Input data |
···

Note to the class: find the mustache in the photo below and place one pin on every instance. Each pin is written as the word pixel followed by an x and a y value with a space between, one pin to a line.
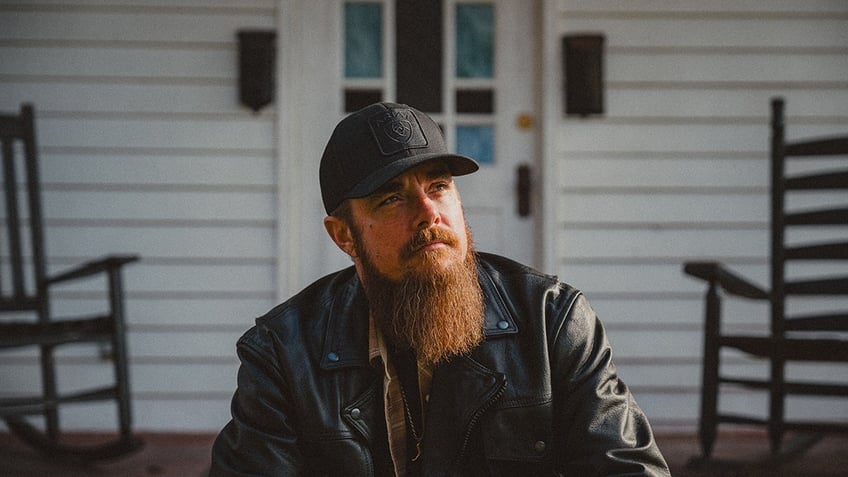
pixel 434 234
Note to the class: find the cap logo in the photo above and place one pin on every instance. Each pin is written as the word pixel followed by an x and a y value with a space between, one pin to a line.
pixel 396 130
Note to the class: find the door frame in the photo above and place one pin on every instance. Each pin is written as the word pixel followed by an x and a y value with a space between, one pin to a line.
pixel 295 35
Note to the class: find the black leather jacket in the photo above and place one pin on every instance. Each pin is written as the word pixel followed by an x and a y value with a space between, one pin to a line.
pixel 539 397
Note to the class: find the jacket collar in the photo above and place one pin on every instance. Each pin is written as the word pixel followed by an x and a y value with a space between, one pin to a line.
pixel 346 336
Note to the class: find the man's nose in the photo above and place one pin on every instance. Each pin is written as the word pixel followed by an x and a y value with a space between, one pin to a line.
pixel 427 212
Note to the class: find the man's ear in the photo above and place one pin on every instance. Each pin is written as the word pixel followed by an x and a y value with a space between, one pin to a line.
pixel 341 234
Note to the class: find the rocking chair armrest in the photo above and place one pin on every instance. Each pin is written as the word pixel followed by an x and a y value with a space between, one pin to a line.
pixel 93 267
pixel 716 273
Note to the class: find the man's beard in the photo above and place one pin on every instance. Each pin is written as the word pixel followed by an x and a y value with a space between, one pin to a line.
pixel 434 309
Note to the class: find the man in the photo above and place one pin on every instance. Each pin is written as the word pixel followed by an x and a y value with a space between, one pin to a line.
pixel 425 357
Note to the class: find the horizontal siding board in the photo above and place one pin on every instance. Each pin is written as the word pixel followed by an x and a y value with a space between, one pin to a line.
pixel 725 7
pixel 718 33
pixel 199 134
pixel 726 105
pixel 141 5
pixel 178 378
pixel 573 137
pixel 659 314
pixel 142 278
pixel 160 99
pixel 622 278
pixel 133 171
pixel 123 62
pixel 679 245
pixel 159 205
pixel 164 26
pixel 723 67
pixel 168 242
pixel 152 346
pixel 663 208
pixel 209 312
pixel 664 173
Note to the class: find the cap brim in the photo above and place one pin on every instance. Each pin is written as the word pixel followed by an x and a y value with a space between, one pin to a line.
pixel 458 165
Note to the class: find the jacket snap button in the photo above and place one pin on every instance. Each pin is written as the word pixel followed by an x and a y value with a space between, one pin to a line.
pixel 539 446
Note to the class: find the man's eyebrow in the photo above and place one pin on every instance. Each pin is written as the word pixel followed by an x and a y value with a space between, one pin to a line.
pixel 394 185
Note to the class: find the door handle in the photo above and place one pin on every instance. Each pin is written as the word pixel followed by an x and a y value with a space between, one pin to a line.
pixel 523 189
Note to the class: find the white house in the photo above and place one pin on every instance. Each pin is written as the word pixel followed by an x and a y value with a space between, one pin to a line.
pixel 145 149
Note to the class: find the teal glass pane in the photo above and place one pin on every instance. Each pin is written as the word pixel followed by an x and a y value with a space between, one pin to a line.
pixel 363 40
pixel 476 142
pixel 475 40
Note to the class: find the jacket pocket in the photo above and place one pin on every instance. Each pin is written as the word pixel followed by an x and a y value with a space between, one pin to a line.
pixel 519 439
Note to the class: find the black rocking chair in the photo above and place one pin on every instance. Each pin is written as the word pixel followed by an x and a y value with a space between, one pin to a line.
pixel 25 302
pixel 809 317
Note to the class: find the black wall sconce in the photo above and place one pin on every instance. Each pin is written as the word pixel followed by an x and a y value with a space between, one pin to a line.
pixel 583 64
pixel 257 52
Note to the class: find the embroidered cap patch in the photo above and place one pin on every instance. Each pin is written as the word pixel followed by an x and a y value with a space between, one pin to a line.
pixel 396 130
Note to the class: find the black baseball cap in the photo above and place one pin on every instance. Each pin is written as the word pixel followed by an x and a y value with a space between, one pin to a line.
pixel 377 143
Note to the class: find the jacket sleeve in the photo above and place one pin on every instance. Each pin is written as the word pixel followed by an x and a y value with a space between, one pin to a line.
pixel 598 425
pixel 260 438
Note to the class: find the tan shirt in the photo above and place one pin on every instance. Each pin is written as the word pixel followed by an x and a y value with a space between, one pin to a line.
pixel 393 398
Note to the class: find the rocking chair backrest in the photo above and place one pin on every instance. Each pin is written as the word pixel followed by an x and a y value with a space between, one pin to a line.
pixel 22 276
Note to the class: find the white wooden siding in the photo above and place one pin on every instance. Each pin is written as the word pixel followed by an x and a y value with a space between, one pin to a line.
pixel 677 169
pixel 146 150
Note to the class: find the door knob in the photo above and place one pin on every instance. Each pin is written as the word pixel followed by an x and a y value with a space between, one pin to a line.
pixel 523 189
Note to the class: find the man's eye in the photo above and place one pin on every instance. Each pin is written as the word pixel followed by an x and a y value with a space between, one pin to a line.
pixel 390 200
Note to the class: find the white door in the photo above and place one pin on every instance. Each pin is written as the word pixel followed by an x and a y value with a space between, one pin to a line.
pixel 473 65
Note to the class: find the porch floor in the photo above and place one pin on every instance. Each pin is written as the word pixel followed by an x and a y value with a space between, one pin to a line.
pixel 737 453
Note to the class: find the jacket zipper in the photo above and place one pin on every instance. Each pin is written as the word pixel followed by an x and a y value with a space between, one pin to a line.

···

Copy every line of the data word for word, omitting the images.

Answer for this exercise |
Note to the class: find the mustache in the photo below and place one pin on every instance. Each pin is written as the word pixel followed by an x and a y value with a space between, one pin to a line.
pixel 434 234
Note to the class: find the cap logo in the photo above and place one pin on every instance. Each pin is written as the word pixel followed by an x and a y value with a space between, one pin to a line.
pixel 396 130
Note to the class: find the door frame in the photo above and place one pin on every instance. Each pin is written as the word pixel followed by an x and a y value with a space between, one pin to a line.
pixel 295 35
Note to the class: find the black leather jacket in the photo above and place one pin on every instance. Each pin is written as the word pixel followed by an x and a y value with a space between, one pin to a line.
pixel 539 397
Note to the class: find the jacket collar in the photo above and place one pin on every instance. Each pin is written as the word pixel followed by an x and a y value with a space between, one pin to a line.
pixel 346 336
Note to the class: find the man's nose in the photo above and place one pin on every instance. Each pin is written as the word pixel followed by an x and a y value with a space between, one pin to a line.
pixel 427 212
Note to the class: find the man's ear in the photo above and place one pin on every instance. Each pin is written as the word pixel followed by an x and a y value with a space between, one pin to a line.
pixel 341 234
Note to the class: find the rocking chair armrest in the photo above and place one pin on every instance. Each pin is written as the word pixel followed by an x and a y value with a space between, one pin to a line.
pixel 93 267
pixel 716 273
Note to the class: find the man's beard in the photo above and place one pin on every instance. Each pin is written as the word pixel followed by an x and a y value with a space between, one pin to a line.
pixel 434 309
Note to the class: find the man in the photo above and place one pin on every instance. Each pin is written as the word pixel followed by an x and a y value with a space between, one pin to a line.
pixel 425 357
Note to the class: find the horizontal siding board in the photo above and place one pin on every instance. Each pin is written as the word pixel followed by an x and a y value with a space between, one pin to a line.
pixel 725 7
pixel 718 33
pixel 199 134
pixel 726 105
pixel 141 5
pixel 178 378
pixel 573 137
pixel 659 314
pixel 142 278
pixel 160 99
pixel 622 278
pixel 133 171
pixel 123 62
pixel 679 245
pixel 159 205
pixel 164 26
pixel 723 67
pixel 168 242
pixel 152 346
pixel 663 208
pixel 209 312
pixel 664 173
Note to the class: find the cap brim in the photo above and place one pin on every instance. Each pin is written as the word pixel followed by an x and a y value with a space between, one pin to a line.
pixel 458 165
Note to the class: find the jacket snap button in the photo above and place one pin on every instance. Each pin is written as the word pixel followed by an x and a y value with a space between, one pin to a line.
pixel 539 446
Note to the class: find the man's eyebrow in the photo above and place one pin on every instance. Each pin is written as the word pixel followed by an x and a y value with a space between, one pin to a line.
pixel 394 185
Note to the class: find the door handle in the photo above and place one pin on every instance. Each pin is written as the word pixel followed by an x and a y value with a space between, one pin to a line.
pixel 523 189
Note to the class: find the white house in the photo above and place one pin on every instance. Each pin is written as the word pixel followed by an x and a y value with a space between, one pin to a line.
pixel 145 149
Note to the class: find the teal glass pane in the photo above and place one pin on every instance. Each pin is written as the word pixel followed by an x and a y value with a space between, one pin to a line.
pixel 363 40
pixel 476 142
pixel 475 40
Note to the class: find the jacket pocket in the photo above and place one pin on every instance. Each pin is written as the word pixel followed by an x and a y value with a space between, one pin to a line.
pixel 519 439
Note to the class: find the black rocking chair in the photo above and place one pin on every instance. Each pin is written as the word pixel followed by an x and a y value with a space between, one pin to a line.
pixel 25 302
pixel 809 317
Note to the class: find the black wall sconce in the photo above and place one pin on every instance. Each pin is written as the word pixel followed by an x and a y value with a space between, one pin to a line.
pixel 583 64
pixel 257 52
Note to the class: find the embroidered cap patch in the photo above and place one pin on every instance. Each pin is written as the word pixel followed by an x and a y value with a space between, one pin to a line.
pixel 396 130
Note to the class: find the black baseball cap in the photo above and place one pin on every instance. Each pin is written as the word pixel followed by an x and a y value with a space between, one pin to a line.
pixel 377 143
Note to the class: find the jacket sleeve in the photo above and place one pin on every instance. Each pin is written as the word pixel followed by an x and a y value with a space between, one pin to a line.
pixel 598 425
pixel 260 438
Note to the class: find the tan shirt in the photo above and place one pin on every instance. Each pin is written as the word pixel followed by an x and a y value with a space between, one pin to a line.
pixel 393 398
Note to the class: find the rocking chair backrest in the photo above and place one pin on every instance. Each pin is written as the word pixel followed by an x and a y value with a space between, one pin to a line.
pixel 22 276
Note to the class: find the white wooden siding in the photo above and place one pin on every instance. Each pin is written as the word pixel followed by an x and a y value with a space between, one pin to a line.
pixel 677 169
pixel 146 150
Note to the class: find the door knob in the photo above and place one pin on every instance. Each pin is written as the word pixel followed by an x and a y value with a space between, one pin to a line.
pixel 523 189
Note to the class: find the man's eye in the photo above and place one pin on every instance. Each pin is written as the word pixel followed by an x and a y value with a space between, one pin to a line.
pixel 390 200
Note to the class: find the white door in the photo above and place one pin on every instance. Each pin is written as the word pixel followed by an x and a y value with a space between, one pin to a line.
pixel 473 65
Note to the class: find the porch floor in the photo above and place one pin on every instance. Each pin is written as the word pixel followed by an x and a y value with a space between, one pin to a line.
pixel 737 453
Note to the class: find the jacket zipper in the photo above and place one pin on every instance. Each pin is written as the word pixel followed by an x and a y value with a space between, one pin to a line.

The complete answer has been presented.